• [Domande di studio]
1) Per ciascuna affermazione indica se concorda con l'estratto dell'intervista sulle regole fiscali europee. Rispondi sì o no e cita tra virgolette le parole decisive del testo. (a) Il Recovery fund basta per il post-Covid. (b) Le regole sul deficit strutturale sono definite tecnicamente incomprensibili per gli imprenditori. (c) Prima della pandemia l'economia italiana aveva già superato i livelli di produzione di ricchezza del 2007.
2) Trascrivi senza modifiche il passo dell'estratto sulle regole fiscali europee compreso tra "Sì, ma perché" e "la scorsa settimana?", estremi inclusi.

• [Estratto del documento]
-- -- --

Bisogna garantire un quinquennio senza il ritorno a queste regole oppure dare già la certezza che non ci saranno più?

Dobbiamo avere delle regole europee che sappiano dire che in tempi di crisi gli Stati verranno a supporto delle economie private. Abbiamo bisogno di un trattato che non generi crisi perché non sa dire che cosa si farà durante una crisi. In Europa non si capisce qual è la regola che deve prevalere nel momento di difficoltà economica e questo è gravissimo perché accende la crisi stessa. È come pensare di fare un viaggio rischioso senza alcun tipo di assicurazione. È chiaro che quel viaggio non verrà fatto.

Ma non ci sono già delle regole europee per gestire i periodi di crisi?

Le regole sul deficit strutturale hanno fallito miseramente, sia perché sono incomprensibili tecnicamente a qualsiasi imprenditore, sia perché si sono mostrate assolutamente insufficienti quanto a dimensione dell’intervento del deficit necessario in momenti di crisi. E sto parlando di crisi pre-Covid. Se le regole post-Covid saranno identiche a quelle pre-Covid, andremo incontro alle stesse conseguenze della crisi economica pre-Covid, con in più l’handicap di un tessuto imprenditoriale ancora più pessimista e distrutto dal Covid stesso. In questi mesi si è andati incontro alle sofferenze delle persone, ora non è pensabile non costruire uno scenario di costituzione fiscale per il post-Covid.

In quale direzione ci si dovrebbe muovere?

In questi mesi è apparso chiaro che nei momenti di crisi notevole c’è bisogno di una politica fiscale a supporto dell’economia. Di fatto è stato riconosciuto il ruolo fondamentale della politica fiscale. Siccome ci saranno sempre dei Paesi in difficoltà, abbiamo bisogno di regole che liberino chi è in crisi dalla cappa del Fiscal compact. Il che vuol dire cancellare il Fiscal compact e immaginare nuove regole per Paesi in difficoltà, ricordandoci che questi hanno sempre un debito/Pil alto a causa dell’austerità.

Per il post-Covid l’Europa ha pensato al Recovery fund. Che dunque non basta.

È una condizione necessaria, ma non sufficiente. Va fatto un grande plauso ai governanti che hanno trovato un accordo che mostra un interesse a salvare l’Europa, ma il Recovery fund non basta, perché la sofferenza che abbiamo visto nel periodo Covid, in Italia l’abbiamo avuta per dieci anni per tantissimi imprenditori, tantissimi giovani, con un’economia che, prima dello scoppio della pandemia, ancora non era riuscita a raggiungere i livelli di produzione di ricchezza del 2007, con delle crescenti sperequazioni. C’era un chiaro bisogno di un’attenzione della politica fiscale verso alcuni Paesi, come per esempio l’Italia e la Grecia.

Quell’attenzione che sembra essere arrivata con il Covid.

Sì, ma perché c’è stato uno shock comune. Il punto è che in un’unione di diversi la solidarietà si esprime verso l’ultimo, altrimenti non c’è ragione per l’ultimo di stare in un’unione. A quel punto può stare da solo.

Cosa pensa del Decreto agosto approvato la scorsa settimana?

-- -- --

(Dati estratti da una raccolta)

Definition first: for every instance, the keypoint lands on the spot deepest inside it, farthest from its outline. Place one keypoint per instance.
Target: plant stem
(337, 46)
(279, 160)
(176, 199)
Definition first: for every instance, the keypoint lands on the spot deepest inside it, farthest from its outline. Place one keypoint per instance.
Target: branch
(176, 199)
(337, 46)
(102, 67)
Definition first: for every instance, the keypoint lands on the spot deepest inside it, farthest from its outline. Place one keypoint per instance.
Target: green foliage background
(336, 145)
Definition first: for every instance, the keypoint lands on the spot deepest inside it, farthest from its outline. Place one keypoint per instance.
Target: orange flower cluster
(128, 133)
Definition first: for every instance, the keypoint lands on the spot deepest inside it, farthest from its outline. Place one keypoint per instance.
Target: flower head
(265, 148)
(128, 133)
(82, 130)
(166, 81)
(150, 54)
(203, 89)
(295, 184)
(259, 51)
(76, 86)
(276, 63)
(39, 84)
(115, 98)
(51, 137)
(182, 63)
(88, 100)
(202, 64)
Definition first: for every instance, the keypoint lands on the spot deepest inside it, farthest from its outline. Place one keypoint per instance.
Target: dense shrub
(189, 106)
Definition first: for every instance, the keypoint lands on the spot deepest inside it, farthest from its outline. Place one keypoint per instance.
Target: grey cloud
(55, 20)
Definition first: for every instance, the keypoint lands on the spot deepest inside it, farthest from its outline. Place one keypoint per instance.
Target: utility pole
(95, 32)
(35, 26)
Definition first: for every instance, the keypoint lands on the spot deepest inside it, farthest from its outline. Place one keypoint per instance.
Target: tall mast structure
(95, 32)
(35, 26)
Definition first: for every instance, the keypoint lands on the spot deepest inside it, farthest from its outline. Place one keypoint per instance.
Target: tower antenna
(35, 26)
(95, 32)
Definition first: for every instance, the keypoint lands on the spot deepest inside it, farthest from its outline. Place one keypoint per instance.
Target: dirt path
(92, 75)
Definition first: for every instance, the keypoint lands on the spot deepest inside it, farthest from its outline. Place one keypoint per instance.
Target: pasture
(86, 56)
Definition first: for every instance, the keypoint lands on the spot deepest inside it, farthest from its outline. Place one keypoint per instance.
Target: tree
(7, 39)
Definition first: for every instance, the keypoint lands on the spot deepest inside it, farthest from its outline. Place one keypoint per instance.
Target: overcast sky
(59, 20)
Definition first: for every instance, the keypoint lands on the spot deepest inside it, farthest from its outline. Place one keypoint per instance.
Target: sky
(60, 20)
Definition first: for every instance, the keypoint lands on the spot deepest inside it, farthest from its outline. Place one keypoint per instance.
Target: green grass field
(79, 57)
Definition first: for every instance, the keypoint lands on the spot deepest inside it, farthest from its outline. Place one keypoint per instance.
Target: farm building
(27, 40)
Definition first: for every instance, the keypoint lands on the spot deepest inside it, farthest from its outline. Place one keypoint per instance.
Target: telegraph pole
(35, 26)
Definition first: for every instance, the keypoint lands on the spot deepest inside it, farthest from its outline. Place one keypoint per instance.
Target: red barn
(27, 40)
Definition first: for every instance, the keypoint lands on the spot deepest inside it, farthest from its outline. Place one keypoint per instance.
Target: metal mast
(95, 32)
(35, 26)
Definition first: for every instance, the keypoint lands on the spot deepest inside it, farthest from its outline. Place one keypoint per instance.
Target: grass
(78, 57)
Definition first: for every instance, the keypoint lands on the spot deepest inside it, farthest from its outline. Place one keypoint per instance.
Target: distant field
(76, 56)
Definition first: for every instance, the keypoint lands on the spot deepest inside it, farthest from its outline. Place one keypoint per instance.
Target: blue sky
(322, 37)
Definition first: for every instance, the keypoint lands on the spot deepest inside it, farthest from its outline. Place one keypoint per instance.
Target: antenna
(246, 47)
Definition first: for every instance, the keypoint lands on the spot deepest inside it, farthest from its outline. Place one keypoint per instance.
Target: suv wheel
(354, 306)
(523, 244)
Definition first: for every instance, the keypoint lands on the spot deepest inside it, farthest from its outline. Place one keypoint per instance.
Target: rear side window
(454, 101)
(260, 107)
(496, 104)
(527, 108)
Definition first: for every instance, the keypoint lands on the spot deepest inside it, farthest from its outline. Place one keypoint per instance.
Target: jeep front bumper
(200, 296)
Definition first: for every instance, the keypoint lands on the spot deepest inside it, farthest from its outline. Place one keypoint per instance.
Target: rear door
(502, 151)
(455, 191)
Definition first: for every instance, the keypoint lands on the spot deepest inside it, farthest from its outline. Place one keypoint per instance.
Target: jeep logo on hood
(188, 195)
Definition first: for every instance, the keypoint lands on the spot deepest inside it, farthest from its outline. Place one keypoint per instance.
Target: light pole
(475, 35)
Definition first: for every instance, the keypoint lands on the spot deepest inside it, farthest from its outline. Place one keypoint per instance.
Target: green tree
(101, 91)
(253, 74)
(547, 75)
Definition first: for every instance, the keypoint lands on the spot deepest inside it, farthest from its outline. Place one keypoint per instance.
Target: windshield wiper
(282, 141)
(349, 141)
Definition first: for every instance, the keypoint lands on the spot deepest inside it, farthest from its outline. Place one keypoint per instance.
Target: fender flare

-- -- --

• [Esercizi svolti]
1)
(a) No: «il Recovery fund non basta».
(b) Sì: «sono incomprensibili tecnicamente a qualsiasi imprenditore».
(c) No: «ancora non era riuscita a raggiungere i livelli di produzione di ricchezza del 2007».

2)
Sì, ma perché c’è stato uno shock comune. Il punto è che in un’unione di diversi la solidarietà si esprime verso l’ultimo, altrimenti non c’è ragione per l’ultimo di stare in un’unione. A quel punto può stare da solo.

Cosa pensa del Decreto agosto approvato la scorsa settimana?